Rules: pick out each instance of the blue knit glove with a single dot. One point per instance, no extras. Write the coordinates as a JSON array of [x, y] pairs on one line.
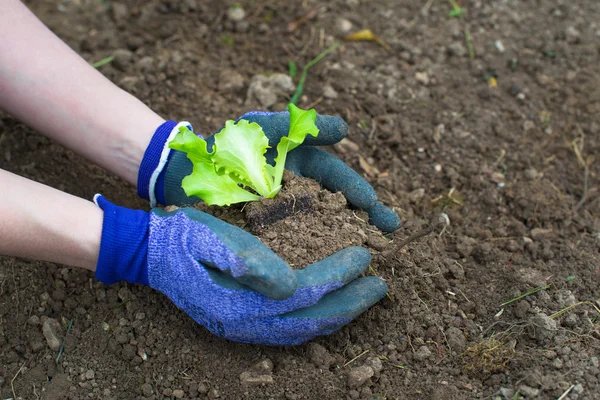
[[162, 169], [228, 281]]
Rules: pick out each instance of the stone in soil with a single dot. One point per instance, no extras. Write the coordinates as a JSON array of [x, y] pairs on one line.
[[52, 331]]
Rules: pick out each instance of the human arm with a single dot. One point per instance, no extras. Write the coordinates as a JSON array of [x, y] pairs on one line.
[[47, 85], [215, 272], [39, 222]]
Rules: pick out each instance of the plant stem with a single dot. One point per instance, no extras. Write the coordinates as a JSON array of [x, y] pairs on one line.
[[308, 66]]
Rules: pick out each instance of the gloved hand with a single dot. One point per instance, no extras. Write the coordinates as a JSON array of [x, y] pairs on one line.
[[228, 281], [162, 169]]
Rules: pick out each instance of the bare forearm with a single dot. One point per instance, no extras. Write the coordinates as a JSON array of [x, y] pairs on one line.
[[42, 223], [48, 86]]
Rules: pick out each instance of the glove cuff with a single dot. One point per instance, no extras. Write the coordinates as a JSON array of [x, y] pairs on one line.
[[124, 244], [156, 157]]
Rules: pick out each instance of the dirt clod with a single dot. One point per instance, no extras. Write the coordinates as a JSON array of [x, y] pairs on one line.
[[359, 375], [53, 333]]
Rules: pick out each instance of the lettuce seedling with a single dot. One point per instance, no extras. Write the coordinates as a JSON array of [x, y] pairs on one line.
[[237, 161]]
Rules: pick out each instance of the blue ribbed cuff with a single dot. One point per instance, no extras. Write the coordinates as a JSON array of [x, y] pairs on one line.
[[124, 244], [152, 158]]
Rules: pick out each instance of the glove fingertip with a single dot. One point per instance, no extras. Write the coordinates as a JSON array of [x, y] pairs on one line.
[[332, 129]]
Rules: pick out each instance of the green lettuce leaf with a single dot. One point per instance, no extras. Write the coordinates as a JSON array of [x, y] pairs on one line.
[[240, 153], [204, 181], [238, 159], [214, 189], [302, 123]]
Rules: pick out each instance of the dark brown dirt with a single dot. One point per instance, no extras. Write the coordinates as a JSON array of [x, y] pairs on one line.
[[430, 133]]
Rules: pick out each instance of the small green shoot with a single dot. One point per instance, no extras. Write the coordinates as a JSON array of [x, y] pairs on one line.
[[102, 62], [529, 293], [470, 47], [237, 159], [300, 87], [456, 11], [292, 68]]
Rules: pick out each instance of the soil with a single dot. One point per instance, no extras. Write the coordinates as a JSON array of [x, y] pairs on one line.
[[510, 160]]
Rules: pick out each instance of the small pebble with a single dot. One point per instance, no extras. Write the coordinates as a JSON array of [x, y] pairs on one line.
[[236, 14]]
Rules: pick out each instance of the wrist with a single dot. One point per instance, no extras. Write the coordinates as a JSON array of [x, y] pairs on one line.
[[151, 174], [124, 244]]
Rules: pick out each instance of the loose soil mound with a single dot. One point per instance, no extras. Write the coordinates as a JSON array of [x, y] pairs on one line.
[[304, 223]]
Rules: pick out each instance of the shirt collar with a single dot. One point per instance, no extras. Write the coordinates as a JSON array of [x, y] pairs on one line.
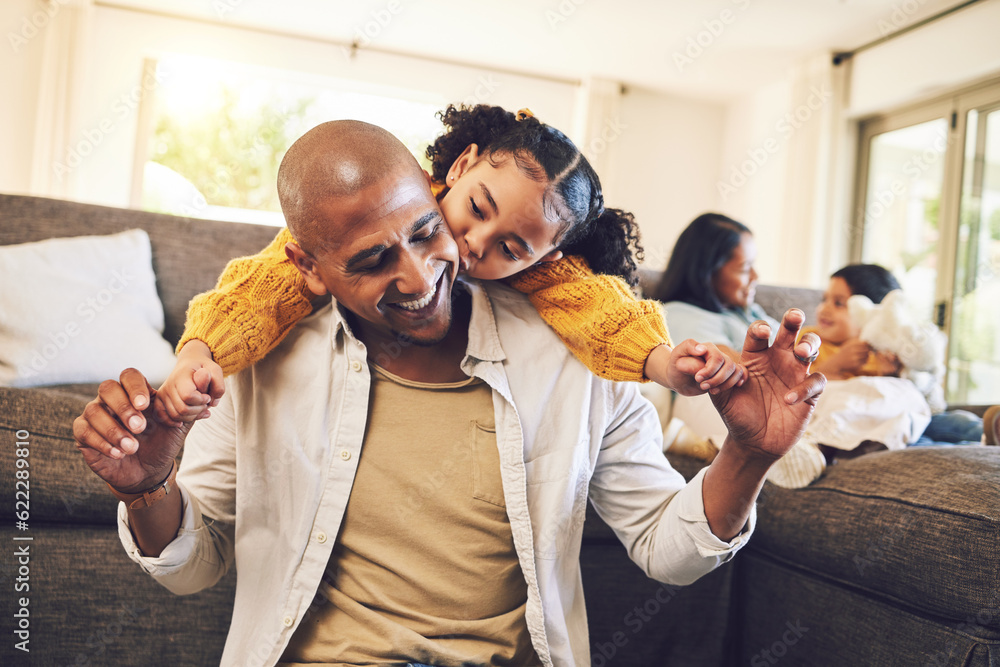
[[484, 341]]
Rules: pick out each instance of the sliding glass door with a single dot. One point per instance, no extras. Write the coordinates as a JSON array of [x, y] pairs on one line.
[[929, 193], [974, 349]]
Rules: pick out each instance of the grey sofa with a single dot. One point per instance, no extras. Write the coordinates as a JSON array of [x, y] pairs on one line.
[[891, 559]]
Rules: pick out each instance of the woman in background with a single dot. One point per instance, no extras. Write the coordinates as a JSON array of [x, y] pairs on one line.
[[708, 295], [709, 285]]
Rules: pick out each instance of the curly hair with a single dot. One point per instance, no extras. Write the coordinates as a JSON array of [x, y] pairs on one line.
[[607, 238], [703, 248]]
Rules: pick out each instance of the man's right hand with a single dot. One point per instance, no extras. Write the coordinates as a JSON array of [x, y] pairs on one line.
[[123, 440]]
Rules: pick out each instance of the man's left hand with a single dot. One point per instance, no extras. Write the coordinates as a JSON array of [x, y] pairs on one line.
[[767, 415]]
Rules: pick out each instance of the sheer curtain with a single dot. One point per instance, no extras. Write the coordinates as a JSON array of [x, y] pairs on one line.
[[64, 62]]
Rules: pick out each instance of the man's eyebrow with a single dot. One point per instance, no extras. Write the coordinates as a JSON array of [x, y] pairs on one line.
[[362, 255], [425, 220], [489, 198]]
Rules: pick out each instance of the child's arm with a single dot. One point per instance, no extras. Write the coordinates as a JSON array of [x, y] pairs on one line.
[[255, 304], [617, 336], [194, 386]]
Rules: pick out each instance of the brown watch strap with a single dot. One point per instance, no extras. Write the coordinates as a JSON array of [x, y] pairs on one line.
[[151, 495]]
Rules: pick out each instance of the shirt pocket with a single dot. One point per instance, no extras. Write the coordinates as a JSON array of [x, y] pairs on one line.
[[487, 484]]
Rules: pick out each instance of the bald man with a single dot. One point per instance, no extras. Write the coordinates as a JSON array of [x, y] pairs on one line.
[[428, 509]]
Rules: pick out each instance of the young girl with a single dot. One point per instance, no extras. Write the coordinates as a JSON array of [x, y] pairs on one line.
[[501, 180], [859, 416]]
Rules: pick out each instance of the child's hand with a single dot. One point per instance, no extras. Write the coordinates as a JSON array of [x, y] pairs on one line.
[[194, 386], [692, 368]]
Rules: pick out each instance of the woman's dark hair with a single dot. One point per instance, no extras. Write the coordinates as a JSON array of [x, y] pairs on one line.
[[870, 280], [701, 250], [607, 238]]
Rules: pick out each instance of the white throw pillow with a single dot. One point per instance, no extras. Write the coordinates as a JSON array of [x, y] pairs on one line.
[[80, 310]]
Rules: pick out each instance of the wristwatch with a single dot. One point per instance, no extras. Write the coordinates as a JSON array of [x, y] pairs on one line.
[[151, 495]]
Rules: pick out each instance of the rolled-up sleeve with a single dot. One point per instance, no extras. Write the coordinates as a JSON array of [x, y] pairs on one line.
[[196, 559], [203, 549], [658, 517]]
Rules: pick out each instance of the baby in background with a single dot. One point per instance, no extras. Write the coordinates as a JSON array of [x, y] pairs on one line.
[[874, 401]]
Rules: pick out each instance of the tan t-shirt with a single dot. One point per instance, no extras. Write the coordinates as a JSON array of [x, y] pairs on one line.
[[424, 568]]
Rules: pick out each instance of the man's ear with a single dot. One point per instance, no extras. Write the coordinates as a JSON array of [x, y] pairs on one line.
[[306, 264], [551, 256], [462, 164]]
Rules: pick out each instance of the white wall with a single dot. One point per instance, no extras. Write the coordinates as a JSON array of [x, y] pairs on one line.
[[20, 69], [662, 152], [954, 50], [798, 197], [116, 72], [665, 163]]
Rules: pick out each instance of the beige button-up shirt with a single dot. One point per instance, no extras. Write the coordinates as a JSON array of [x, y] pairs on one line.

========================

* **To be done**
Rewrite all the records, replacing every "single dot" with "single marker" and keeping everything else unchanged. Leave the pictures out of your answer.

* **Response to the task**
Rules: pick out each instance of the blue knit glove with a single marker. One point per instance, no extras. Write the coordinates as a JSON array of [x, y] pairs on one line.
[[162, 169], [228, 281]]
Rules: pick out each instance of the stone in soil with a single marker. One point per instance, no extras. Write the coordinates as a JSON array of [x, y] pairs on one line.
[[52, 331]]
Rules: pick out each instance of the human arm with a single marker. One point per instance, no extras. Write the coordinates as a JSON array of [x, y] pairs on one line.
[[47, 85], [215, 272], [39, 222]]
Rules: pick out each instance of the plant stem with a single marker. One point per instance, no extras. Write the coordinates as a JSON array of [x, y] pairs on one line.
[[308, 66]]
Rules: pick out each instance of the gloved hand with a single marker. One point per instance, no extras. Write the coordinates as a JSON array of [x, y] pairs on one line.
[[228, 281], [162, 169]]
Rules: pick out each instance of the bare forearm with a single marker. One point per instance, no extras. Write the coordinates as a JSON array of [x, y] pairs on one line.
[[42, 223], [48, 86]]
Rules: pick out each instance of the glove cuff with a single marker. One point per instance, no extras. Write the coordinates as a JSON array of [x, y] pairs on one line.
[[124, 244], [156, 157]]
Rules: pick out each instance of the dirt clod with a single marker. One point per instance, no extras. Write the coordinates as a JSON array of [x, y] pairs on one line.
[[359, 375], [53, 333]]
Rules: pick out each instance of the lettuce seedling with a single marker. One point per instance, no extras. Write the coordinates as a JSON array of [x, y] pairs on one line.
[[237, 161]]
Rules: pick out each instance of the blue ribbed cuff with a single marker. One point per instance, no extras. Write the coordinates as a JSON array of [x, y] pairs on one line.
[[124, 244], [152, 158]]
Rules: pick out each instance of the glove fingertip with a single marker. One point per instance, no extras. Write the coordinates as a JSON array of [x, y] pairs on one line.
[[332, 129]]
Rules: pick out each instance of the green lettuce leaf with a single marker. One point per instance, no extras. Write the coordinates as a JSON array of [x, y] pairs on one line.
[[240, 153], [204, 181], [238, 159], [214, 189], [302, 123]]
Rules: pick out each instance of the dark brown dirt with a single marker. One point per instance, no extras. Write the coordinates as a JSON array of [x, y] pairs on one line.
[[430, 133]]
Rules: pick out each instance of the small green shoot with a single marker. One point per instance, no extras. Write the coordinates as a JSON array of [x, y] pairs on one line.
[[102, 62], [529, 293], [470, 47], [237, 159], [300, 87], [456, 11], [292, 68]]
Rules: pick out each instance of the soil with a single marker. One point per instance, no extras. Write the coordinates as a JSON array of [x, y] pairs on one line.
[[510, 160]]
Rules: pick out each instance of the small pebble with a single marker. One point per instance, no extras. Write the coordinates as a JSON array of [x, y] pairs on one line.
[[236, 14]]
Rules: pick out each instance of the wrist with a single marker. One point per instance, no extras. Write the coordinates as a JSON array of [x, y] pairs on one line.
[[151, 174], [124, 244]]
Rules: pick out each instance of the loose soil mound with a single marker. One point per instance, no extras. Write the coordinates as a JSON array of [x, y] pairs on one line.
[[304, 223]]
Rules: pick out each instance of the shirt collar with a single marker. One point per instance, no extras. Write the coordinates as a JSON array of [x, y] pairs on one line.
[[484, 341]]
Rules: pick out each instance of the sliding glass door with a single marker. One point per instance, no extras. Write the coordinates as a JSON array of [x, y] pairs on one line.
[[929, 193], [974, 349]]
Rules: pick out each instance of the grey sofa with a single marker. One point per instance, no extras. Write the coordinates as a JSON array of [x, y] pairs on one line.
[[891, 559]]
Rules: pick out each instance of the woman in background with a single marker. One point per instance, no extras. Write the coordinates as a JSON array of [x, y] pairs on one line.
[[708, 295], [709, 285]]
Rules: pick out each instance of the curly hair with a single marker. One point per instance, no extras. Write the coordinates as a JSON array of [x, y] pairs on one line.
[[607, 238], [703, 248]]
Rules: pick out each instance of the man's right hand with a single marker. One point per instance, no extras. Write the coordinates as a JSON array of [x, y] pairs on one line.
[[123, 440]]
Rules: pick out each instance of the man's left hand with a single marker. One point per instance, no extras. Write the coordinates as a JSON array of [x, y] pairs on one line.
[[767, 415]]
Rules: pick out each instance of the sheer curtain with a single marker. One point per instance, no extras. Write the coordinates as a JSON array of [x, y] pairs on one line.
[[64, 62]]
Rules: pick out each instance of the man's eyebrow with a single marker. One point per instance, no extras. Write the coordinates as a JSON array of [x, y] pairs on one line.
[[362, 255], [425, 220], [489, 198]]
Rules: pick out each instance of the child's arm with a single marker. One point per instance, no extras. Write the coordinates as a JSON array of [x, y] pairs on one line.
[[255, 304], [617, 336], [194, 386]]
Rules: pick out each instance of the brown watch strap with a single marker. One point per instance, no extras. Write the coordinates as a JSON array of [x, y] pairs on one line.
[[151, 495]]
Rules: pick out each instance of the shirt pocket with a single marker. One point per instance, no extras. Write the coordinates as a JSON array of [x, y] pairs on one line.
[[487, 484]]
Rules: pick out each instance of the bald man with a single marker. One point per instance, no extras. Write the coordinates as a JSON array of [x, y] pairs on one line.
[[428, 509]]
Rules: pick out each instance of the young girl with a single marker. One point per instance, no extras. Write the coordinates as a JSON array of [x, y] pairs on one line.
[[501, 180], [859, 416]]
Rules: pick out each instance of the child's hand with a single marker. One point per instance, no extras. Write the coordinates as a JSON array of [x, y] pairs on one line.
[[194, 386], [692, 368]]
Rules: pick out each instance of the woman's dark hair with a single marker. One point per instance, no extras. Write the coordinates as a JSON array of [x, y] pairs on one line.
[[870, 280], [701, 250], [607, 238]]
Rules: pick out each instance of the white throw pillow with a single marker. One point per instance, no extras. Write the coordinates as a JSON array of [x, y] pairs on one line.
[[80, 310]]
Rules: pick out each instance of the wristwatch with a single marker. One point per instance, no extras. Write the coordinates as a JSON array of [x, y] pairs on one line.
[[151, 495]]
Rules: pick out each instance of the rolled-up sleeve with a single marker. One point per instance, no extras. Write the coordinates as a JSON array of [x, y] pairs on one line.
[[196, 559], [203, 549], [658, 517]]
Rules: pick out each instance of the baby in background with a single marker. One point per instance, no extras. Write the coordinates as a JSON array of [x, y] pairs on one line.
[[874, 401]]
Rules: pick out each instance of the tan t-shirt with a single marker. One point per instance, no extras. Write the coordinates as a JSON array of [x, y] pairs on one line.
[[424, 568]]
Rules: pick out each instance of the man's ear with a single marker. One point per instance, no extras. Write the coordinates as a JSON array of [x, y] pairs on one line.
[[306, 264], [551, 256], [462, 164]]
Rules: pick out each instance of the white wall with a single marker. One point per instance, no extras. Write the coordinates as a JSON array of [x, y] pairs on one line.
[[20, 69], [662, 152], [954, 50], [798, 197], [116, 72], [665, 163]]
Rules: pick out each instance of the beige button-up shirt with a single marker. One point per instance, no extras. Write the coordinates as a JSON array of [x, y] pairs on one line.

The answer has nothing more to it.